Requirements -
Copy the data from the line that has "Target: gray concrete surface" through the end of the data, substituting "Label" for every "Target" and changing nothing else.

Data to process -

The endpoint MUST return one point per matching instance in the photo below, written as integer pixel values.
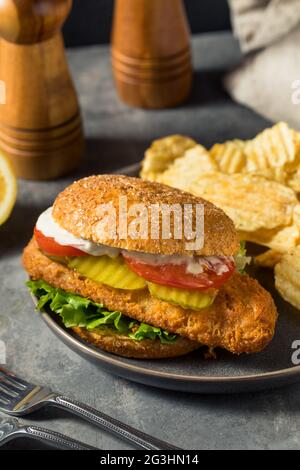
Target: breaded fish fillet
(242, 319)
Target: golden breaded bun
(145, 349)
(242, 318)
(75, 210)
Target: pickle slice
(194, 300)
(113, 272)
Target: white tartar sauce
(47, 225)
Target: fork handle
(121, 430)
(53, 438)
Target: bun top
(91, 208)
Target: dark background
(90, 20)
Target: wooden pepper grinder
(151, 52)
(40, 123)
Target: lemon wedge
(8, 189)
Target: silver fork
(19, 398)
(11, 429)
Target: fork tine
(7, 391)
(4, 401)
(11, 383)
(15, 381)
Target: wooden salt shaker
(40, 123)
(151, 52)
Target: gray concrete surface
(116, 136)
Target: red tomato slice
(49, 245)
(177, 276)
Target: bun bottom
(145, 349)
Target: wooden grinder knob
(151, 52)
(40, 124)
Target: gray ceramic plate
(192, 373)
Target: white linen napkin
(268, 80)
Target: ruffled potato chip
(252, 202)
(162, 154)
(229, 156)
(273, 148)
(188, 168)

The result -
Label: gray concrete surface
(116, 136)
Label: red tomato slice
(49, 245)
(177, 276)
Label: bun bottom
(145, 349)
Label: wooden grinder knob
(151, 52)
(40, 124)
Label: gray ceramic plate
(192, 373)
Label: white linen napkin
(268, 80)
Label: ruffled potato chip
(252, 202)
(162, 154)
(229, 156)
(273, 148)
(188, 168)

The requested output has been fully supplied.